Point labeling dataset extracts
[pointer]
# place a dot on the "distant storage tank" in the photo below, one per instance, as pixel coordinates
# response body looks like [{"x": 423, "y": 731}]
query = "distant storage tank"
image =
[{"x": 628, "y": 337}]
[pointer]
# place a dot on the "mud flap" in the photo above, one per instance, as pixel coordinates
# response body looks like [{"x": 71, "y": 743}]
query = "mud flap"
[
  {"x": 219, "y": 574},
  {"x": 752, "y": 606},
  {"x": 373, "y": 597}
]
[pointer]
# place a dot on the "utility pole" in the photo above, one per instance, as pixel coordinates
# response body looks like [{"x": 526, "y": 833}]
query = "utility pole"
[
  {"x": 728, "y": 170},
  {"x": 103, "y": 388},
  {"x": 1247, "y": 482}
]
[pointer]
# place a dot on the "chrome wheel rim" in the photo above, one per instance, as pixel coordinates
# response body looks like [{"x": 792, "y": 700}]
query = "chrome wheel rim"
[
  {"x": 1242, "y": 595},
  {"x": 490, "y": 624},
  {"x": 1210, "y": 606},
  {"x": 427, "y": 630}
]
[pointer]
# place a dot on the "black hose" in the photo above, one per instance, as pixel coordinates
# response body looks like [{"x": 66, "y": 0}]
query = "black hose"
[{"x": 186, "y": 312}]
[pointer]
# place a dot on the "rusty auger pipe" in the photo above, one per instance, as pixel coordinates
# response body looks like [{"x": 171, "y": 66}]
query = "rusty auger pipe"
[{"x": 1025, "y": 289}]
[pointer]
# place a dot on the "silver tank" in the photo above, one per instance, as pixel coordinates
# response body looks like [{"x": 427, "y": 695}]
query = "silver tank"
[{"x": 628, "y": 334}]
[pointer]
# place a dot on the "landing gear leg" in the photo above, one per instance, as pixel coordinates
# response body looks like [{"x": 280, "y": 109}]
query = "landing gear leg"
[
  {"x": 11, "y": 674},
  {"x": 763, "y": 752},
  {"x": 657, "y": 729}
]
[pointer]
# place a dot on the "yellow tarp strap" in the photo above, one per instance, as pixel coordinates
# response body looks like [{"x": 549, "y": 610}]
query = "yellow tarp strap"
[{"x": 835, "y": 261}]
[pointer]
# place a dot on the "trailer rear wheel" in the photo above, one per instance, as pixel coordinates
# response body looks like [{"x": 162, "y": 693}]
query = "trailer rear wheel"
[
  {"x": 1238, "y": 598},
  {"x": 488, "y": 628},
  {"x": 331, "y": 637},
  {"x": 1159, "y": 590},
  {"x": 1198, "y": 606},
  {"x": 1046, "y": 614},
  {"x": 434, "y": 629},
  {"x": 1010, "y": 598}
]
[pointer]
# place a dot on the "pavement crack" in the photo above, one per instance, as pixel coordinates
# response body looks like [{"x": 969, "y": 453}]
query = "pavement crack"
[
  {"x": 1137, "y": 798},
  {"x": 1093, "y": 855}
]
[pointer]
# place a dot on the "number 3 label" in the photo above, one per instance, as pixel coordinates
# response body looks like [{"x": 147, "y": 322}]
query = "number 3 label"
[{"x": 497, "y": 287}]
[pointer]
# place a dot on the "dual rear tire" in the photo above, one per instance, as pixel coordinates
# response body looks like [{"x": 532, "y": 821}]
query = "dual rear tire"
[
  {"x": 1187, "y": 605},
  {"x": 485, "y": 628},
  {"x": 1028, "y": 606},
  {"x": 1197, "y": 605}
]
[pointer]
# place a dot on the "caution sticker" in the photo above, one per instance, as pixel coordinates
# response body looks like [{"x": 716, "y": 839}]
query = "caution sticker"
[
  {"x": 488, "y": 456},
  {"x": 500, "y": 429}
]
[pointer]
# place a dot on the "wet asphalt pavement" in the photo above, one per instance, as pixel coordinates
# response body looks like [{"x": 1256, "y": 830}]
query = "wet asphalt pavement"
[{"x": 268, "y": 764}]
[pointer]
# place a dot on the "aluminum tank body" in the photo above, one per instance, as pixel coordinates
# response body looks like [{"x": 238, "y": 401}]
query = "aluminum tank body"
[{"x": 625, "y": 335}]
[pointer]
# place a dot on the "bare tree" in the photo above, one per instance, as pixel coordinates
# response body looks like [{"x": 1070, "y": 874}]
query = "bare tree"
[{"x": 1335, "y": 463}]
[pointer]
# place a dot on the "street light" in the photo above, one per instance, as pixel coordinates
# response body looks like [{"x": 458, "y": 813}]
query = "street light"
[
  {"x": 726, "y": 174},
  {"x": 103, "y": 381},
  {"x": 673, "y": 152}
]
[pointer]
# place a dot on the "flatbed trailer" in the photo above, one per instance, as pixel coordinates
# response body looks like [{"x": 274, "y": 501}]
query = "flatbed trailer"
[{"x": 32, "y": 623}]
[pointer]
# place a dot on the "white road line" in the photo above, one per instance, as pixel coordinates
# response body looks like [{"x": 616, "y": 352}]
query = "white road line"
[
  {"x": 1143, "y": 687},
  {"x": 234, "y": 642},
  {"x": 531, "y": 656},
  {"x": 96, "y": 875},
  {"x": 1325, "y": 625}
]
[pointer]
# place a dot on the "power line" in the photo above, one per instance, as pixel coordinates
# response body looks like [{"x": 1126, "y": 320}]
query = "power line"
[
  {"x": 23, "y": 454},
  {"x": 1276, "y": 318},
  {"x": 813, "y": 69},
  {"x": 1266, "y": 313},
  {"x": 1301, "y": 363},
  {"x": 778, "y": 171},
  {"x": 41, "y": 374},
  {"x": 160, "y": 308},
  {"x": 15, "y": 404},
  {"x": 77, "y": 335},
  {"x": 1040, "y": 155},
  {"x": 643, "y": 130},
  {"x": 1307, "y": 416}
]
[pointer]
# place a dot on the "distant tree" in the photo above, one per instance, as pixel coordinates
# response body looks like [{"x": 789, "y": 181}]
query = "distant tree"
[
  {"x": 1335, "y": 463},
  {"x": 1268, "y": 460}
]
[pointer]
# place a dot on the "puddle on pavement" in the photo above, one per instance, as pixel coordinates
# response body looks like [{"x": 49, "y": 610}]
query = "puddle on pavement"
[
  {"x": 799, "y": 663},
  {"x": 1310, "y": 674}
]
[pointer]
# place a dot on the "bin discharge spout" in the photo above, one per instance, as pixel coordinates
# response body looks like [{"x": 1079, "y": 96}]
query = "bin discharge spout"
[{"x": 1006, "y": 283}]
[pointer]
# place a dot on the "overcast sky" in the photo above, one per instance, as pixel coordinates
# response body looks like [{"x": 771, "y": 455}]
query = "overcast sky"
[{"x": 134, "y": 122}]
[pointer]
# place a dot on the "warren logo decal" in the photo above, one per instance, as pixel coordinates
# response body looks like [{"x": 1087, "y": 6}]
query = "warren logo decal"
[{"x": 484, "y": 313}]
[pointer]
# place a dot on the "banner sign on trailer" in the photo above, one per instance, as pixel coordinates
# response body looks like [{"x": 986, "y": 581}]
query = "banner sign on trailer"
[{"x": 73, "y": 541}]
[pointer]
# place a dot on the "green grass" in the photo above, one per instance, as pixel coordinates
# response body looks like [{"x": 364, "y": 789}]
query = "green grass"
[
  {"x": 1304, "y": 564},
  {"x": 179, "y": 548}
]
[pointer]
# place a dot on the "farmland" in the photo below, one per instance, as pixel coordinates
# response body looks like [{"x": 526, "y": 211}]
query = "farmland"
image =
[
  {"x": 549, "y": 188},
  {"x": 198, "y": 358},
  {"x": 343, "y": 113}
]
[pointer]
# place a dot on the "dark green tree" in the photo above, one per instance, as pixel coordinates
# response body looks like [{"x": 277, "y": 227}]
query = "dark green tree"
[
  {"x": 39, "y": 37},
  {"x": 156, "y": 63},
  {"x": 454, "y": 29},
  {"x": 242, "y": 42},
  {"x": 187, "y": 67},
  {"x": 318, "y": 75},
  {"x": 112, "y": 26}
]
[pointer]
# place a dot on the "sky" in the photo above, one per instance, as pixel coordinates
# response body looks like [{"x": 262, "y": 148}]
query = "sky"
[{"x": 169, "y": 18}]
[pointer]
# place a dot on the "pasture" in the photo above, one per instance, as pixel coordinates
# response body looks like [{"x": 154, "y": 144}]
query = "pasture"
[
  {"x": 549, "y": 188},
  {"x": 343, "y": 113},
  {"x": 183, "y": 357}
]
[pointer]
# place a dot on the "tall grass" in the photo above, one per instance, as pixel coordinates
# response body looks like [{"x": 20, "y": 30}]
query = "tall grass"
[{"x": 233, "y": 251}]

EXERCISE AIM: Count the lines above that contain the word "dark", matching case exactly. Reply with the number alone.

THE OUTPUT: 2